» **Source document**
____

So my old machine, my trusty Elna 2130, doesn’t work anymore. The technician made a great effort, but alas, it’s kaput. Part of me says this is what I get for having my head turned, however briefly, by that Babylock weeks ago. Well, that and never oiling it, and turning the hand wheel when the needle would get stuck instead of taking the needle out of the bar, and well, lots of use. It had been loud for years, and started skipping stitches recently, so I knew the timing was off, but I think I was content assuming that my machine situation would never change.

____

» **Task statement**
Answer these questions about the sewing machine post:
1. What model was the writer's old machine?
2. Which machine turned the writer's head weeks ago?
3. What recent problem showed the writer that the timing was off?
Rely only on the sewing machine post.

» **Provided material**
____

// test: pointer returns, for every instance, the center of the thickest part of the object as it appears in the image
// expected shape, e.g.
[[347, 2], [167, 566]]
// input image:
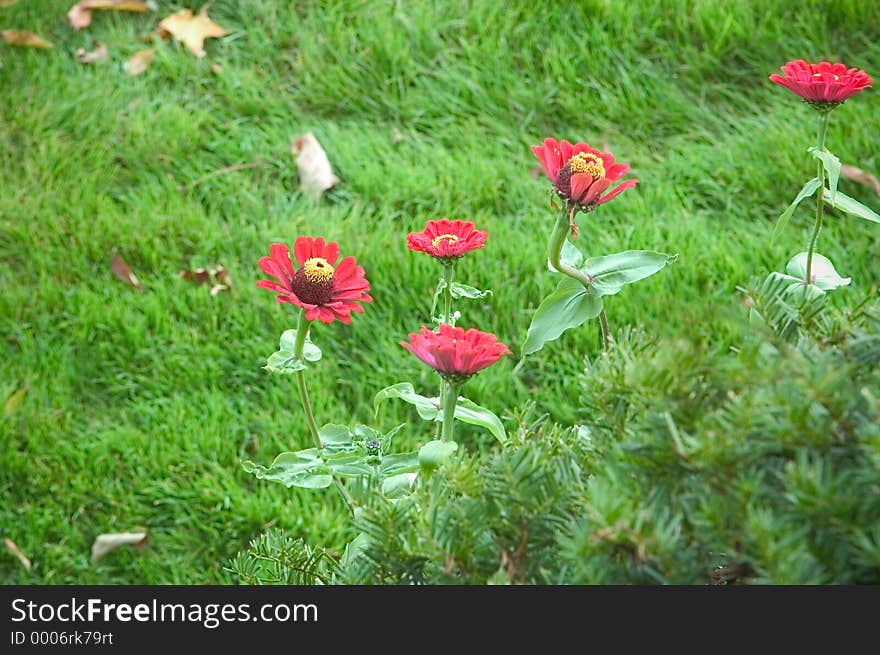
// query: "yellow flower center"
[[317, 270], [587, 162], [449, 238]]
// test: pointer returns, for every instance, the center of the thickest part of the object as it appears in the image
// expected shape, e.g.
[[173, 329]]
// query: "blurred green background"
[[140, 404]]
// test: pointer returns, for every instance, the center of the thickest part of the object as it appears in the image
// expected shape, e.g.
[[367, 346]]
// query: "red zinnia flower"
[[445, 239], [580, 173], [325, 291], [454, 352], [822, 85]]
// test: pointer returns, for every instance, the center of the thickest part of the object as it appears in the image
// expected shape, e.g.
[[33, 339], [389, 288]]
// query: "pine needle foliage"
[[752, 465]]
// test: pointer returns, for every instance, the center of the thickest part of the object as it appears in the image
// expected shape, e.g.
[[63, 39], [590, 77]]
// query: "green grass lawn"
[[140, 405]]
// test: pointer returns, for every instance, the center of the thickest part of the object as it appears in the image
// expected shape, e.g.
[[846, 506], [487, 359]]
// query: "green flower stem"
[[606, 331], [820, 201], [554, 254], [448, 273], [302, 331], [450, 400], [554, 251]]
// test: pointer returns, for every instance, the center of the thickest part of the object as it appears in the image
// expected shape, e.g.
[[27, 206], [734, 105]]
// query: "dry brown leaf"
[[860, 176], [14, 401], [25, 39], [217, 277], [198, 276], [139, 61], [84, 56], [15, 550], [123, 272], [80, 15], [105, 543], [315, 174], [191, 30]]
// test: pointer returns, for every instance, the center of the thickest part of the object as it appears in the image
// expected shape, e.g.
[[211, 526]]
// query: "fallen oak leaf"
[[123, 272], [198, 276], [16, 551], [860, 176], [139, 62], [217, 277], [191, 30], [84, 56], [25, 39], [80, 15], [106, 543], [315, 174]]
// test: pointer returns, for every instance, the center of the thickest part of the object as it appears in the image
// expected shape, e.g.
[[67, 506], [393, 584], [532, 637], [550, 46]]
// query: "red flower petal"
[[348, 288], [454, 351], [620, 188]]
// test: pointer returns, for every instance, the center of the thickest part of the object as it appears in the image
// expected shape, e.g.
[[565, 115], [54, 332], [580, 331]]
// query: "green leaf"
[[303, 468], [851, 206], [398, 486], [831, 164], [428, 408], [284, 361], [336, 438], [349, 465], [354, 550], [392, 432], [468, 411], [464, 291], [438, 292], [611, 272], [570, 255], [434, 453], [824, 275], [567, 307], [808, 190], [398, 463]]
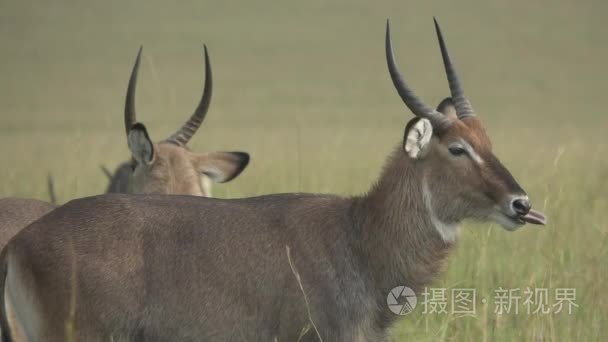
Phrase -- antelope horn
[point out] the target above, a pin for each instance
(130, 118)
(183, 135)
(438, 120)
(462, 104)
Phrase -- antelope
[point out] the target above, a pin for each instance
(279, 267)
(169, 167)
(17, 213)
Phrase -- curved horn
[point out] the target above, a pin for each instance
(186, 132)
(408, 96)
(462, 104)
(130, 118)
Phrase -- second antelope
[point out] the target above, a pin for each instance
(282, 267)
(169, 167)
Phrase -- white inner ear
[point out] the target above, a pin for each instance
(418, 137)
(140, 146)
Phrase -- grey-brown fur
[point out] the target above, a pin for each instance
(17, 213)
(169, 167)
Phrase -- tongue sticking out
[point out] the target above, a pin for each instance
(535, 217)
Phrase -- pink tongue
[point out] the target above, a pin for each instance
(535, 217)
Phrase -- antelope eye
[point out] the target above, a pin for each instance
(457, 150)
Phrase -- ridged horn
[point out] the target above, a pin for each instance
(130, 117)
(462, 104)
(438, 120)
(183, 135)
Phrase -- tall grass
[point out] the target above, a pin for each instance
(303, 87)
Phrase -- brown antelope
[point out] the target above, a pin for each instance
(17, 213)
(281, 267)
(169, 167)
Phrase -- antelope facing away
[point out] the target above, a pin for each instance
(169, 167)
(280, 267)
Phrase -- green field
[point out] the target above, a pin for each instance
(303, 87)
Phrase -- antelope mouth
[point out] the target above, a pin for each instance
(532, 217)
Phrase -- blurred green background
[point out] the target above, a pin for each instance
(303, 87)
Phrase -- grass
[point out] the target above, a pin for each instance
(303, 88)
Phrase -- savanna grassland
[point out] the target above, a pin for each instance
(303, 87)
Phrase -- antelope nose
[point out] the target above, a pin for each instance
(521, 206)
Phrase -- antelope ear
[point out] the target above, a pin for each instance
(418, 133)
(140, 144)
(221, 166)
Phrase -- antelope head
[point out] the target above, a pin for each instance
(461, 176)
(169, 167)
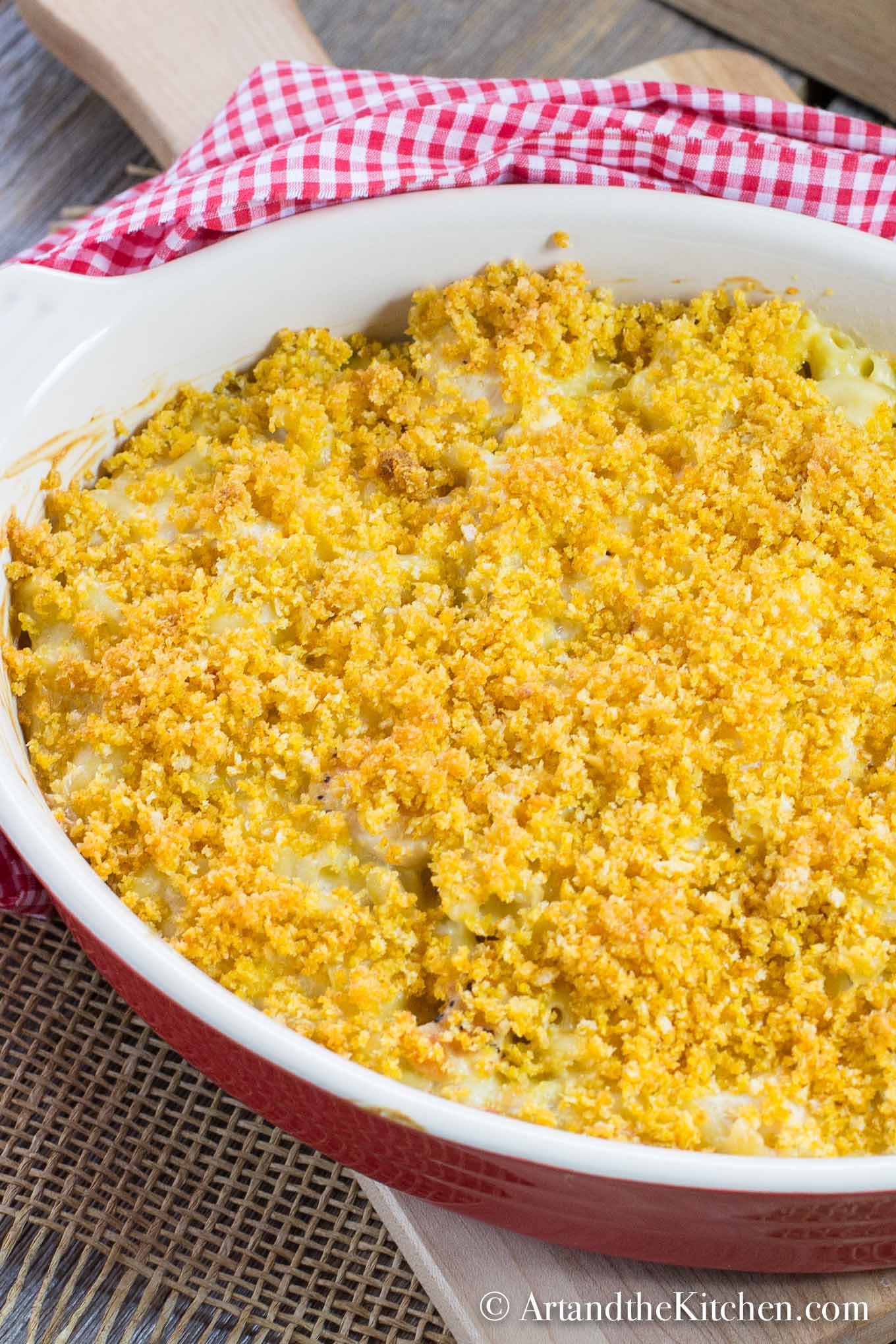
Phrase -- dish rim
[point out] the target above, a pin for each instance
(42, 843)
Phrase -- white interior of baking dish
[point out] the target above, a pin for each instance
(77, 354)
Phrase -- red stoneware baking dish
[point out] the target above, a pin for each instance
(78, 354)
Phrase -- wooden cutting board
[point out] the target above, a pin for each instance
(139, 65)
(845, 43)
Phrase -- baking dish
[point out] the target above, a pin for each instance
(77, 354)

____

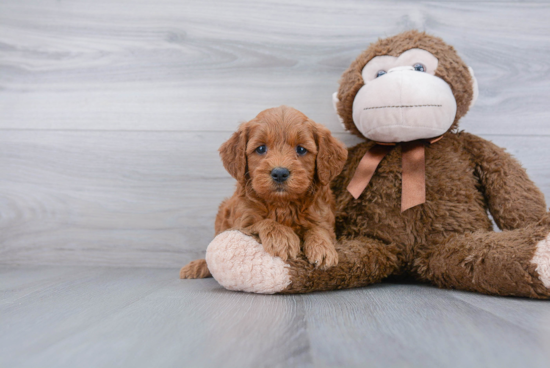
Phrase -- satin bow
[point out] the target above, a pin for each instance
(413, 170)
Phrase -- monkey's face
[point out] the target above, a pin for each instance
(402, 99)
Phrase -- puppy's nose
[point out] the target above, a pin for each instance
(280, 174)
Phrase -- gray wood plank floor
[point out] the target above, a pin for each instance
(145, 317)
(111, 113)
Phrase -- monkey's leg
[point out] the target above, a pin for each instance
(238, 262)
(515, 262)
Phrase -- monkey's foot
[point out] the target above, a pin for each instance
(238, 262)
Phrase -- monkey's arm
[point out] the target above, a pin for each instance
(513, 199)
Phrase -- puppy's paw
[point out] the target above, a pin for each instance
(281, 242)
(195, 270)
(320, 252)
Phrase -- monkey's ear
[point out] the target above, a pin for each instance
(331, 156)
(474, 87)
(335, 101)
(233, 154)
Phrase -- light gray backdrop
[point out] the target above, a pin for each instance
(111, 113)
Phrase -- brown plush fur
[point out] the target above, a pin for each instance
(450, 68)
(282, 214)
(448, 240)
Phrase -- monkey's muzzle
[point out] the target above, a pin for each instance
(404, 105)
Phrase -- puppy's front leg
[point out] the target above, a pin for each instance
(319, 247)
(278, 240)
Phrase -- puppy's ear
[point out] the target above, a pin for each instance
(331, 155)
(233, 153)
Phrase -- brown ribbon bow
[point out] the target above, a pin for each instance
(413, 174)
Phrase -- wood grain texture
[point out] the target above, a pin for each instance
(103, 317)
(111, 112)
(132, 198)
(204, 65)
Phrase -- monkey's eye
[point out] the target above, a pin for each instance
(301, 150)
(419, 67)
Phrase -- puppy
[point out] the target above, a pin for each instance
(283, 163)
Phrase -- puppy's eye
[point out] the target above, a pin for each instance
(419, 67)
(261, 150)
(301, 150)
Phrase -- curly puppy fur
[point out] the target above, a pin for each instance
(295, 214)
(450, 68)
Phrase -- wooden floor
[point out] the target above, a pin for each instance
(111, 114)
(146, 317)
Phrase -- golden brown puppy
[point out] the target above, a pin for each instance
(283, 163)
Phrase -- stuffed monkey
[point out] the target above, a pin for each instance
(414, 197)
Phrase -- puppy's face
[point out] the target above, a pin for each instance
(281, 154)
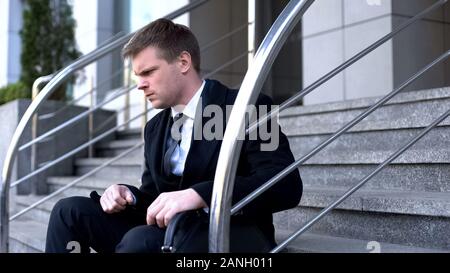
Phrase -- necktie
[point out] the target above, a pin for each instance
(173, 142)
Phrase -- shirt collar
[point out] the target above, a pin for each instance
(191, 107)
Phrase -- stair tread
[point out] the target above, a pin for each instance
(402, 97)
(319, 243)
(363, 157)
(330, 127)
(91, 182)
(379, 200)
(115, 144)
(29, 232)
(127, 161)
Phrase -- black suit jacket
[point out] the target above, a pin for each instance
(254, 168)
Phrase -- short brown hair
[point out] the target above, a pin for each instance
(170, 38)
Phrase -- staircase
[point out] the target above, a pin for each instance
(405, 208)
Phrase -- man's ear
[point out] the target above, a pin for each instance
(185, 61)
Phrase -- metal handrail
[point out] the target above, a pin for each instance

____

» **Solution to the exercise**
1. An Elna 2130.
2. A Babylock.
3. It started skipping stitches.